§ BRIEF
Return the part of the hyperbola problem below that runs from "If the eccentricity" up to and including "the semi-axis values.", copied word for word.

§ PASSAGE PROVIDED
* start *

Question

If the eccentricity of the hyperbola \( \frac{x^2}{a^2} - \frac{y^2}{b^2} = 1 \) is \( \sec \alpha \), then the area of the triangle formed by the asymptotes of the hyperbola with any of its tangent is:

• A. \( a^2b^2 \sec^2\alpha \)
• B. \( \frac{b^2}{|\tan \alpha|} \)
• C. \( a^2\tan^2\alpha \)
• D. \( (a^2+b^2)\tan^2\alpha \)

Hint:

For hyperbolas, the asymptotes play an important role in defining the region where a tangent interacts. The area of the triangle formed by asymptotes and a tangent is calculated using the semi-axis values.

Answer 1

The Correct Option is B

We are given the hyperbola: \[ \frac{x^2}{a^2} - \frac{y^2}{b^2} = 1 \] The eccentricity of the hyperbola is \( e = \sec \alpha \). Step 1: Relating Eccentricity and Hyperbola Parameters For a hyperbola, the eccentricity is given by: \[ e = \sqrt{1 + \frac{b^2}{a^2}} \] Since \( e = \sec \alpha \), we have: \[ \sqrt{1 + \frac{b^2}{a^2}} = \sec \alpha \] Squaring both sides, \[ 1 + \frac{b^2}{a^2} = \sec^2 \alpha \] Since \( \sec^2 \alpha = 1 + \tan^2 \alpha \), we can substitute this identity: \[ 1 + \frac{b^2}{a^2} = 1 + \tan^2 \alpha \] \[ \frac{b^2}{a^2} = \tan^2 \alpha \] From this, \[ b^2 = a^2 \tan^2 \alpha \] Step 2: Area of Triangle Formed by Asymptotes and a Tangent The area of the triangle formed by the asymptotes with any tangent is given by: \[ \text{Area} = \frac{b^2}{| \text{Slope of the Asymptote} |} \] The slope of the asymptote is \( \frac{b}{a} = \tan \alpha \). Thus, \[ \text{Area} = \frac{b^2}{|\tan \alpha|} \] Step 3: Final Answer 

\[Correct Answer: (2) \ \frac{b^2}{|\tan \alpha|}\]

* end *

Items from a dataset:
* start *

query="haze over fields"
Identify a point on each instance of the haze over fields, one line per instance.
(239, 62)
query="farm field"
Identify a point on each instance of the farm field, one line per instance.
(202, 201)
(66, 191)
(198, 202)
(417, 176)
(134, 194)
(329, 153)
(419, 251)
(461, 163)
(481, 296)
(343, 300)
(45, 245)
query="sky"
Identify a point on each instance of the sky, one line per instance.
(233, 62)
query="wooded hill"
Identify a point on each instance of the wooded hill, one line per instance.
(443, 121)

* end *

§ EXERCISE SOLUTION
If the eccentricity of the hyperbola \( \frac{x^2}{a^2} - \frac{y^2}{b^2} = 1 \) is \( \sec \alpha \), then the area of the triangle formed by the asymptotes of the hyperbola with any of its tangent is:

• A. \( a^2b^2 \sec^2\alpha \)
• B. \( \frac{b^2}{|\tan \alpha|} \)
• C. \( a^2\tan^2\alpha \)
• D. \( (a^2+b^2)\tan^2\alpha \)

Hint:

For hyperbolas, the asymptotes play an important role in defining the region where a tangent interacts. The area of the triangle formed by asymptotes and a tangent is calculated using the semi-axis values.